◆ Task requirements ◆
Your answer should hold the data exactly as given, minus any picture.

*****

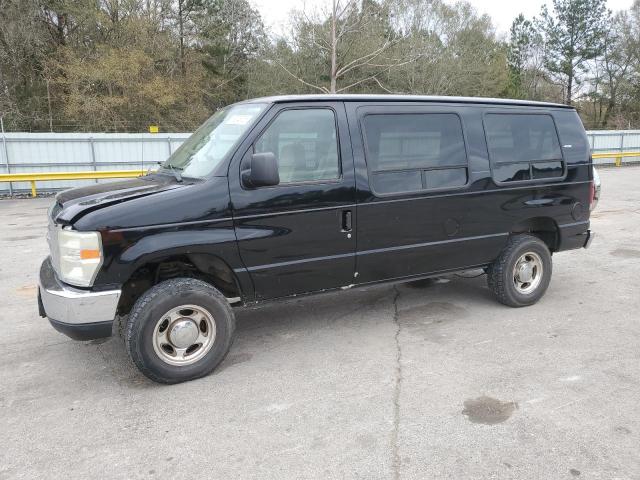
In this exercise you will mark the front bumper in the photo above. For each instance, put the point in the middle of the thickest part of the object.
(79, 314)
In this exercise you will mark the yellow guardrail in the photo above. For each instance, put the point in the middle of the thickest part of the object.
(90, 175)
(48, 176)
(617, 155)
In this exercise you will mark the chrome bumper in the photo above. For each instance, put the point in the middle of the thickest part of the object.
(73, 310)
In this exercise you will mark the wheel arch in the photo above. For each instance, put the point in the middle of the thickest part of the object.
(154, 269)
(545, 228)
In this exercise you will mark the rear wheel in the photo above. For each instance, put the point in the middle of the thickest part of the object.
(521, 274)
(179, 330)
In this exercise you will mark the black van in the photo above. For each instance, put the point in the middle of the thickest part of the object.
(294, 195)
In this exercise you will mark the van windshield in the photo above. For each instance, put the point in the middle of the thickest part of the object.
(212, 141)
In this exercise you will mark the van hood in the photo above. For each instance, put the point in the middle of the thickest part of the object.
(72, 204)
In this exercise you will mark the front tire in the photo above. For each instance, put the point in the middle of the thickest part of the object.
(521, 274)
(179, 330)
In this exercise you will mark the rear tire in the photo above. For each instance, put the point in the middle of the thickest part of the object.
(521, 274)
(179, 330)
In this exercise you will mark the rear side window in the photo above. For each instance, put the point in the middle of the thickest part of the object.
(413, 152)
(523, 147)
(575, 144)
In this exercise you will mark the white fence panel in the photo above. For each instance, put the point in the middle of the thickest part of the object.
(72, 152)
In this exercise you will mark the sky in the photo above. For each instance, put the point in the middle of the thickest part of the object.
(275, 12)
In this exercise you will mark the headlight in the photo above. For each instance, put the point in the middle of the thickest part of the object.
(79, 256)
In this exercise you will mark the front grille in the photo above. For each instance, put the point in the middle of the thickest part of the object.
(52, 240)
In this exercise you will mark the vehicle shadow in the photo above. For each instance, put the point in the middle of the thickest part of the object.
(274, 324)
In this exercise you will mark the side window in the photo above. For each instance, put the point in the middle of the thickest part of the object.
(575, 144)
(305, 143)
(523, 147)
(412, 152)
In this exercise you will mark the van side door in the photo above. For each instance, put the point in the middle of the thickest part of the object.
(422, 171)
(298, 237)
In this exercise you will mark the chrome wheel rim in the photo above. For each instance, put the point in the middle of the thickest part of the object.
(184, 335)
(527, 273)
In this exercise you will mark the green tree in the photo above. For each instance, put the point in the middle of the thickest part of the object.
(573, 34)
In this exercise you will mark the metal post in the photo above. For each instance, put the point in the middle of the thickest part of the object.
(619, 159)
(93, 156)
(6, 154)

*****

◆ Solution to this problem ◆
In this exercise you will mark the front bumper in the photo above. For each instance, put the point in the middle of the thickest part of the object.
(79, 314)
In this exercise you will mark the yellow guardrail in the photo above. For each instance, put the point in the middle of the thickest part of the object.
(90, 175)
(48, 176)
(617, 155)
In this exercise you will mark the chrome bumper in the photo above. For each instance, put the point in the middle of the thickest part of the object.
(73, 310)
In this exercise you will mark the wheel arch in the photo above. For each instance, put the point in the middle of the thickest part of the object.
(154, 269)
(545, 228)
In this exercise you will mark the rear wheel in the photo above. For each instance, put the point in the middle of the thickest part of the object.
(521, 274)
(179, 330)
In this exercise you will mark the black van in the photo above. For each instance, put the point in the middle of the thickest part of the object.
(294, 195)
In this exercise you will mark the van windshield in the photo above. For each instance, put the point in the middle of the thickest part of the object.
(212, 141)
In this exercise you will mark the van hood in the photo above. For each instance, put the point in the middle of the thickest part of the object.
(72, 204)
In this exercise you will mark the front tire in the photo above. For each instance, put the point in the middle of the thickest part of the object.
(521, 274)
(179, 330)
In this exercise you will mark the rear tire in the photo above. For each instance, put the point in the middle of the thickest part of the object.
(521, 274)
(179, 330)
In this exercise you will mark the rear side window in the photo above. For each instance, put the point in the middle of the thickest part of the object.
(413, 152)
(523, 147)
(575, 144)
In this exercise you will mark the white fence panel in the photo above. For each instance, put the point in the middle of the thickest part of the object.
(72, 152)
In this exercise you will mark the sky in the photo above. For each instance, put the point in the middle of the thickest part of the object.
(275, 12)
In this exercise you will mark the headlight in the photo above. For each instance, put the point in the middle of the thickest part of the object.
(79, 256)
In this exercise you will mark the front grille in the photo above. For each instance, put the point in the middle of the thickest part of the object.
(52, 240)
In this exercise you will mark the vehicle shadow in the photo above. For each instance, put the point in the middle of the thickest part of the object.
(274, 324)
In this exercise you will mark the side window in the photo above. For each instance, put the point in the middle of the thickest part of the object.
(575, 144)
(305, 143)
(523, 147)
(412, 152)
In this exercise you will mark the van side door in the photo above. For each instance, put the point in the middle of the thickest part of the object.
(422, 171)
(298, 237)
In this exercise you will mark the chrome wheel rim in the photo above. For each instance, put the point in the middle of the thickest part of the object.
(184, 335)
(527, 273)
In this exercise you will mark the green tree in the photo above. For each instance, put the point in the middle of the thickest part of the object.
(573, 34)
In this exercise you will mark the metal post in the photo above. For each instance, put the point in the middle of the thickest part of the object.
(619, 159)
(93, 156)
(6, 154)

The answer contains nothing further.